Selected passage>
__________________________________________________

The empirical results that have been obtained confirm the role of relative wages, the availability of better opportunities such as jobs, the importance of the living conditions as well as the existence of more attractive working conditions in destination countries relative to source economies. Concerning the estimation of the impacts of skilled labor migrations for both developed and developing economies, the specifications have followed Beine, Stark and Duc Thanh models with special emphasis placed on this latter. Given the dynamic nature of Beine’s model and with the limits on the available time series, significant empirical results are obtained and tests of Beine’s propositions achieved. The regressions results using the subcomponent of the knowledge economic index have shown significantly the effects of both domestic education and the attractiveness of foreign relative wages as major determinants that support the explanation of the level of knowledge added by the tertiary sector in each economy. In the sense of these estimations, it appears clearly that any economy is under two major opposite effects. On one hand, there is the relative share of investment in education that affects positively the human capital formation in any country but with higher impact in developing economies. On the other hand, there is the magnitude of the relative wages that negatively affect the performance of developing economies as measured by the subcomponent of the knowledge economic index. These results have been first confirmed through regression analysis.

These preliminary findings suggest that local, national, regional and international economic policies consider the new theoretical and empirical trends shown so far by these results.

__________________________________________________

Source material>
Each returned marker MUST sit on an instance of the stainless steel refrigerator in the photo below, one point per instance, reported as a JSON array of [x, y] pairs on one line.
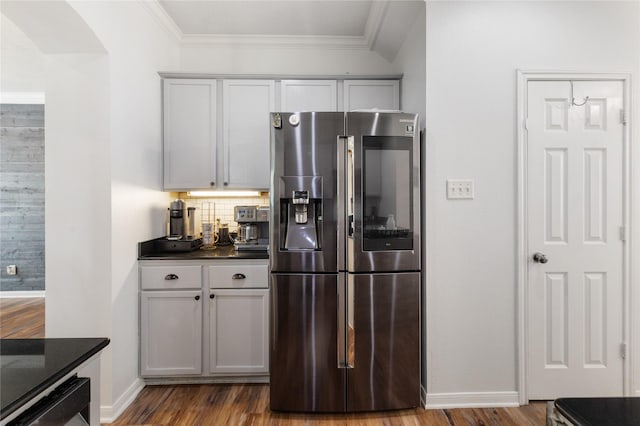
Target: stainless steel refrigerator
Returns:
[[345, 261]]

__________________________________________________

Problem set>
(a) Rewrite the passage on skilled labor migration, starting at "These preliminary findings" and ending at "by these results.", with "preliminary" changed to "initial".
(b) In the passage on skilled labor migration, which models did the specifications follow for estimating the impacts of skilled labor migration?
The listing has no role in this work.

Outputs by task>
(a)
These initial findings suggest that local, national, regional and international economic policies consider the new theoretical and empirical trends shown so far by these results.

(b) The Beine, Stark and Duc Thanh models, with special emphasis on the last of these.